── Data to process
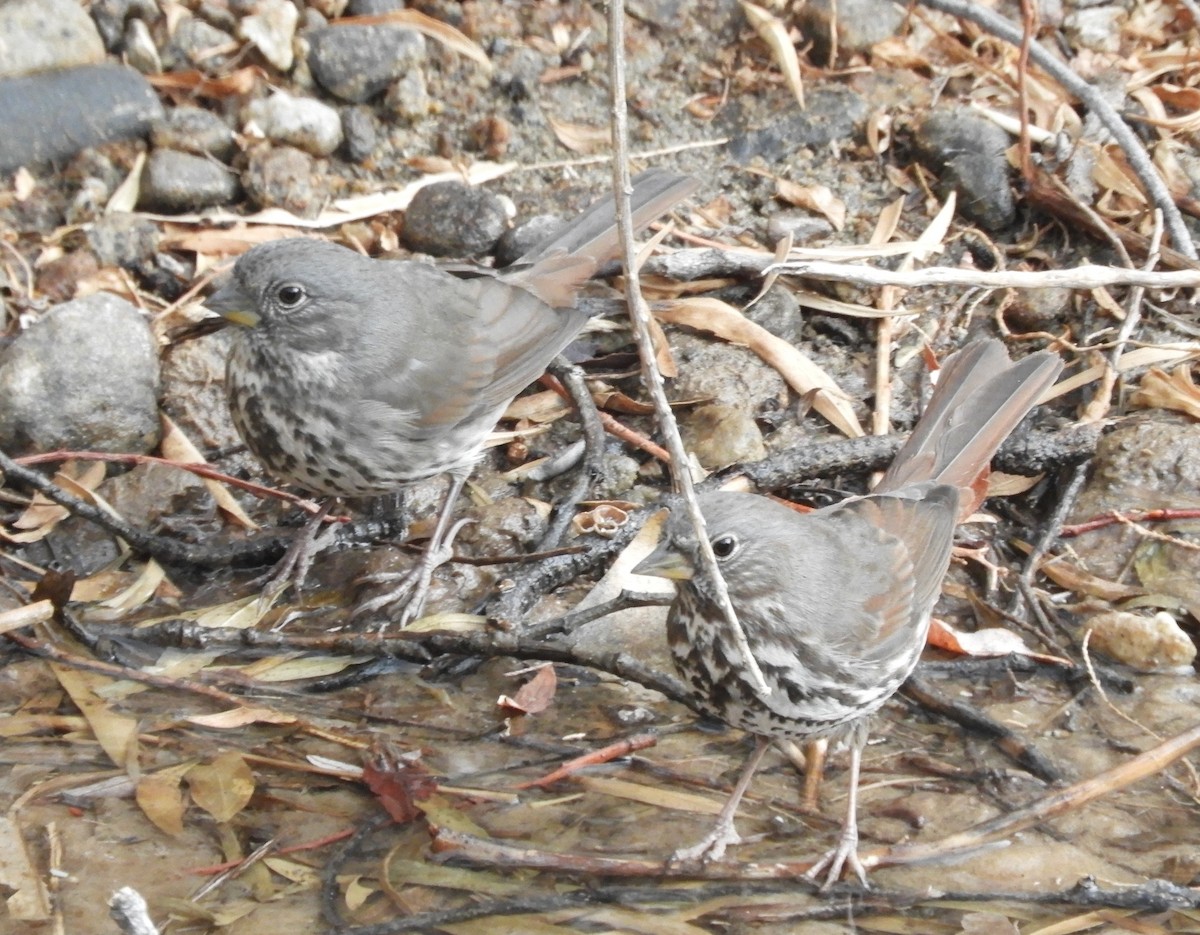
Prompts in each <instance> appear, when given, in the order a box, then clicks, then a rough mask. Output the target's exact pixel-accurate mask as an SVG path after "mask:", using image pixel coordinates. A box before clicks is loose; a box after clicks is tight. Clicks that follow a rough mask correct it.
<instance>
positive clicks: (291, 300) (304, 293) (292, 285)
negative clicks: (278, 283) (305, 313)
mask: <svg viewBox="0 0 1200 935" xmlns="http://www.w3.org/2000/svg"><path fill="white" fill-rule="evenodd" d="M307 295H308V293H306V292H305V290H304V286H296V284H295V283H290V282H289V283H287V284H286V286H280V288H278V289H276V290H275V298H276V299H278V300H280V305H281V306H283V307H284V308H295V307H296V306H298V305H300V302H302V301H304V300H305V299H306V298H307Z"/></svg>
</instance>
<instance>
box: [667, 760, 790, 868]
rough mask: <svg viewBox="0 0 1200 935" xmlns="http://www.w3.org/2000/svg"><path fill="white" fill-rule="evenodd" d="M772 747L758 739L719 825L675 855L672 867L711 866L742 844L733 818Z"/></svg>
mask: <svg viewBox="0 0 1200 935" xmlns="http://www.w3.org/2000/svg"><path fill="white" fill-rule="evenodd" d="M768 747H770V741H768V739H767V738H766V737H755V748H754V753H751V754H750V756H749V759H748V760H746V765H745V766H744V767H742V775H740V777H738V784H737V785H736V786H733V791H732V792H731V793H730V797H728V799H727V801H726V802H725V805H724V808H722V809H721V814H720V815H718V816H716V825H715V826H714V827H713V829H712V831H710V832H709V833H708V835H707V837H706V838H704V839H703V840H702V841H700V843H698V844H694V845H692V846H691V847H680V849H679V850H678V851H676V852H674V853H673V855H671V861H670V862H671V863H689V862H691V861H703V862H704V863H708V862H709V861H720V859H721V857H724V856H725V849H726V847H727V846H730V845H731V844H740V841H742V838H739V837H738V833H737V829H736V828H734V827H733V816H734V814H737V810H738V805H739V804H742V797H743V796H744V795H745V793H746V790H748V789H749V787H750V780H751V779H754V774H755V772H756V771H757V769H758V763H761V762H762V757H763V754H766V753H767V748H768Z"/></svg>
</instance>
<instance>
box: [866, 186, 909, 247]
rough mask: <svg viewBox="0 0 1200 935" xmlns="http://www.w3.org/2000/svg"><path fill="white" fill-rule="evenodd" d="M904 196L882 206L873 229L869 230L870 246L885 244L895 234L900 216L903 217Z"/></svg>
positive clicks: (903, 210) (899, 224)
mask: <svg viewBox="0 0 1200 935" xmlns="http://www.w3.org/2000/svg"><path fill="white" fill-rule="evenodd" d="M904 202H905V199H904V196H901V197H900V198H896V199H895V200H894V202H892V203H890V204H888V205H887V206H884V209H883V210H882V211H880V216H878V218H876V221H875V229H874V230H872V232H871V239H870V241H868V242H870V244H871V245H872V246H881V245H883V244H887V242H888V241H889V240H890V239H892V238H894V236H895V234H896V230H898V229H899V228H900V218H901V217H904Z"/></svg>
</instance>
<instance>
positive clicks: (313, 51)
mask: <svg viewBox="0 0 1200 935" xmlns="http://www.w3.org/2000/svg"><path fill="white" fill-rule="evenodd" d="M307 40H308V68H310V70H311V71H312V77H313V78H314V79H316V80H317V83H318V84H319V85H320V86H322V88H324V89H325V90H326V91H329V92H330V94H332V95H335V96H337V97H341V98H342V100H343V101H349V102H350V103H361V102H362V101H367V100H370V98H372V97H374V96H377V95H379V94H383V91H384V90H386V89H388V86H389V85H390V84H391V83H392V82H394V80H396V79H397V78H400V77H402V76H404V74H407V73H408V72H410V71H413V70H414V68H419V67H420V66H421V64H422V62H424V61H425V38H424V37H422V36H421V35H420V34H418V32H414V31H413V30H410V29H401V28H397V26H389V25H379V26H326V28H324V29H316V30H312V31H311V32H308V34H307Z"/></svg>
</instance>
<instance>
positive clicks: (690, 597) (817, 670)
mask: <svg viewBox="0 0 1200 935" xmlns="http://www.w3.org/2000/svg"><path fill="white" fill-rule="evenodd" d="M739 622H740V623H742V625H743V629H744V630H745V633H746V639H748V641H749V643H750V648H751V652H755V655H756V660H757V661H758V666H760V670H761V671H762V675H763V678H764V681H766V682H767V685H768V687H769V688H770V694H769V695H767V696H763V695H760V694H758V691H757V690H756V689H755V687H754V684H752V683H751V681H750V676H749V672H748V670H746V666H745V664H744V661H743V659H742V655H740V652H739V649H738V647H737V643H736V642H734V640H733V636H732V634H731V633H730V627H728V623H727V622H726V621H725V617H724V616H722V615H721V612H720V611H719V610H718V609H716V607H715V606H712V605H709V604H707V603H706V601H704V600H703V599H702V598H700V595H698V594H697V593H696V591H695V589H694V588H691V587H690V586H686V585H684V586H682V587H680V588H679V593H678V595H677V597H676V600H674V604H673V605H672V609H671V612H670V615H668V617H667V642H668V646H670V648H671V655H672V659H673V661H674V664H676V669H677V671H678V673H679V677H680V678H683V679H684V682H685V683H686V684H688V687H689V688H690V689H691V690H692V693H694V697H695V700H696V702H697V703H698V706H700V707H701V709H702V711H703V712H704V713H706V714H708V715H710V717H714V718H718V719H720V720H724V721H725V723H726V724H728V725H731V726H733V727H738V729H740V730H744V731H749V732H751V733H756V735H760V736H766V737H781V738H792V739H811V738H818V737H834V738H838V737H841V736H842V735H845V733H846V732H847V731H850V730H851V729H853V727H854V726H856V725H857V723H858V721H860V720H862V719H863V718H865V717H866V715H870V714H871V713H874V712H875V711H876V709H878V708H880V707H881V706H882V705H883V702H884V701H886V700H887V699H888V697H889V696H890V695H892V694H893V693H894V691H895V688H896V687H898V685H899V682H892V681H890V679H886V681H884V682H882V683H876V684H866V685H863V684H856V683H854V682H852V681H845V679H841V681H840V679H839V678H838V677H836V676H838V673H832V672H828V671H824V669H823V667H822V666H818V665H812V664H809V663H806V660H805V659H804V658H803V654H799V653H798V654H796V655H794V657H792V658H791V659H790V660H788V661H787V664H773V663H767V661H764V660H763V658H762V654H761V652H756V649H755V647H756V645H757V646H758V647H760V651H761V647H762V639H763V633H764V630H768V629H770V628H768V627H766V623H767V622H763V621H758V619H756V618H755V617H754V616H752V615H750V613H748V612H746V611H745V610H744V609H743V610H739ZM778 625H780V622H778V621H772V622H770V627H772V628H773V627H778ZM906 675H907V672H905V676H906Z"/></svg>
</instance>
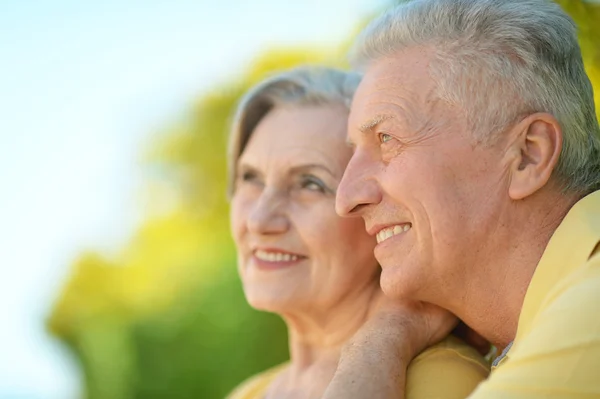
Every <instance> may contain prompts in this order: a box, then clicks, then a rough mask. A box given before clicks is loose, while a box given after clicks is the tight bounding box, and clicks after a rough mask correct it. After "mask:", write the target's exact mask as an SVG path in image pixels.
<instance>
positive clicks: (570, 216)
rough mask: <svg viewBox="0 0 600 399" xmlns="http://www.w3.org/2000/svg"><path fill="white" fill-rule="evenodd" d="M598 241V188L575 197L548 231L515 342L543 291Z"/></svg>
────
# [What this task involves]
Above are the records; reproduce them exactly and leave out the pictures.

# [Solved exercise]
Prompts in each <instance> appear, when given, in the order a box, then clicks, then a rough mask. Output the target's exact pixel-accurate mask as an SVG path after "mask:", using image pixel coordinates. A box before clicks is loose; a box after clicks is tight. Clicks that follow a rough mask correct it.
<instance>
positive clicks: (291, 300) (304, 293) (292, 285)
negative clicks: (278, 283) (305, 313)
mask: <svg viewBox="0 0 1200 935" xmlns="http://www.w3.org/2000/svg"><path fill="white" fill-rule="evenodd" d="M307 295H308V293H306V292H305V290H304V286H296V284H295V283H290V282H289V283H287V284H286V286H280V288H278V289H276V290H275V298H276V299H278V300H280V305H281V306H283V307H284V308H295V307H296V306H298V305H300V302H302V301H304V300H305V299H306V298H307Z"/></svg>
</instance>
<instance>
box: [667, 760, 790, 868]
rough mask: <svg viewBox="0 0 1200 935" xmlns="http://www.w3.org/2000/svg"><path fill="white" fill-rule="evenodd" d="M772 747L758 739L719 825L675 855L672 867L711 866L742 844L733 818Z"/></svg>
mask: <svg viewBox="0 0 1200 935" xmlns="http://www.w3.org/2000/svg"><path fill="white" fill-rule="evenodd" d="M768 747H770V741H768V739H767V738H766V737H755V748H754V753H751V754H750V756H749V759H748V760H746V765H745V766H744V767H742V775H740V777H738V784H737V785H736V786H733V791H732V792H731V793H730V797H728V799H727V801H726V802H725V805H724V808H722V809H721V814H720V815H718V816H716V825H715V826H714V827H713V829H712V831H710V832H709V833H708V835H707V837H706V838H704V839H703V840H702V841H700V843H698V844H694V845H692V846H691V847H680V849H679V850H678V851H676V852H674V853H673V855H671V861H670V862H671V863H689V862H691V861H703V862H704V863H708V862H709V861H720V859H721V857H724V856H725V849H726V847H727V846H730V845H731V844H740V841H742V838H739V837H738V833H737V829H736V828H734V827H733V816H734V814H737V810H738V805H739V804H742V797H743V796H744V795H745V793H746V790H748V789H749V787H750V780H751V779H754V774H755V772H756V771H757V769H758V763H761V762H762V757H763V754H766V753H767V748H768Z"/></svg>
</instance>
<instance>
box: [866, 186, 909, 247]
rough mask: <svg viewBox="0 0 1200 935" xmlns="http://www.w3.org/2000/svg"><path fill="white" fill-rule="evenodd" d="M904 196L882 206L873 229L869 230L870 246L885 244L895 234L900 216L903 217Z"/></svg>
positive clicks: (903, 210) (899, 224)
mask: <svg viewBox="0 0 1200 935" xmlns="http://www.w3.org/2000/svg"><path fill="white" fill-rule="evenodd" d="M904 202H905V199H904V196H901V197H900V198H896V199H895V200H894V202H892V203H890V204H888V205H887V206H884V209H883V210H882V211H880V216H878V218H876V221H875V229H874V230H872V232H871V239H870V241H868V242H870V244H871V245H872V246H881V245H883V244H887V242H888V241H889V240H890V239H892V238H894V236H895V234H896V230H898V229H899V228H900V218H901V217H904Z"/></svg>
</instance>
<instance>
positive clicks: (313, 51)
mask: <svg viewBox="0 0 1200 935" xmlns="http://www.w3.org/2000/svg"><path fill="white" fill-rule="evenodd" d="M307 40H308V68H310V70H311V71H312V77H313V78H314V79H316V80H317V83H318V84H319V85H320V86H322V88H324V89H325V90H326V91H329V92H330V94H332V95H335V96H337V97H341V98H342V100H343V101H349V102H350V103H361V102H362V101H367V100H370V98H372V97H374V96H377V95H379V94H383V91H384V90H386V89H388V86H389V85H390V84H391V83H392V82H394V80H396V79H397V78H400V77H402V76H404V74H407V73H408V72H410V71H413V70H414V68H419V67H420V66H421V64H422V62H424V61H425V38H424V37H422V36H421V35H420V34H418V32H414V31H413V30H410V29H401V28H397V26H389V25H379V26H326V28H324V29H316V30H312V31H311V32H308V34H307Z"/></svg>
</instance>
<instance>
positive clicks: (690, 597) (817, 670)
mask: <svg viewBox="0 0 1200 935" xmlns="http://www.w3.org/2000/svg"><path fill="white" fill-rule="evenodd" d="M739 622H740V623H742V625H743V629H744V630H745V633H746V639H748V641H749V643H750V648H751V652H755V655H756V660H757V661H758V666H760V670H761V671H762V675H763V678H764V681H766V682H767V685H768V687H769V688H770V694H769V695H767V696H763V695H760V694H758V691H757V690H756V689H755V687H754V684H752V683H751V681H750V676H749V672H748V670H746V666H745V664H744V661H743V659H742V655H740V652H739V649H738V647H737V643H736V642H734V640H733V636H732V634H731V633H730V627H728V623H727V622H726V621H725V617H724V616H722V615H721V612H720V611H719V610H718V609H716V607H715V606H712V605H709V604H707V603H706V601H704V600H703V599H702V598H700V595H698V594H697V593H696V591H695V589H694V588H691V587H690V586H686V585H684V586H682V587H680V588H679V593H678V595H677V597H676V600H674V604H673V605H672V609H671V612H670V615H668V617H667V642H668V646H670V648H671V655H672V659H673V661H674V664H676V669H677V671H678V673H679V677H680V678H683V679H684V682H685V683H686V684H688V687H689V688H690V689H691V690H692V693H694V697H695V700H696V702H697V703H698V706H700V707H701V709H702V711H703V712H704V713H706V714H708V715H710V717H714V718H718V719H720V720H724V721H725V723H726V724H728V725H731V726H733V727H738V729H740V730H744V731H749V732H751V733H756V735H760V736H766V737H781V738H792V739H811V738H818V737H834V738H838V737H841V736H842V735H845V733H846V732H847V731H850V730H851V729H853V727H854V726H856V725H857V723H858V721H860V720H862V719H863V718H865V717H866V715H870V714H871V713H874V712H875V711H876V709H878V708H880V707H881V706H882V705H883V702H884V701H886V700H887V699H888V697H889V696H890V695H892V694H893V693H894V691H895V688H896V687H898V685H899V682H892V681H890V679H886V681H884V682H882V683H876V684H866V685H863V684H856V683H854V682H852V681H845V679H841V681H840V679H839V678H838V677H836V676H838V673H832V672H828V671H824V669H823V667H822V666H818V665H812V664H809V663H806V660H805V659H804V658H803V654H799V653H798V654H796V655H794V657H792V658H791V659H790V660H788V661H787V664H773V663H767V661H764V660H763V658H762V654H761V652H756V649H755V647H756V645H757V646H758V647H760V651H761V647H762V639H763V633H764V630H768V629H770V628H768V627H766V623H767V622H763V621H758V619H756V618H755V617H754V616H752V615H750V613H748V612H746V611H745V610H744V609H743V610H739ZM778 625H780V622H778V621H772V622H770V627H772V628H773V627H778ZM906 675H907V672H905V676H906Z"/></svg>
</instance>
Every <instance> may contain prompts in this order: a box, then clicks, then a rough mask. A box given before clicks is loose, while a box given after clicks is the tight bounding box, and clicks after a rough mask correct it. After "mask:", write the target's exact mask as an SVG path in image pixels.
<instance>
positive clicks: (570, 216)
rough mask: <svg viewBox="0 0 600 399" xmlns="http://www.w3.org/2000/svg"><path fill="white" fill-rule="evenodd" d="M598 241V188L575 197L548 231L515 342L543 291Z"/></svg>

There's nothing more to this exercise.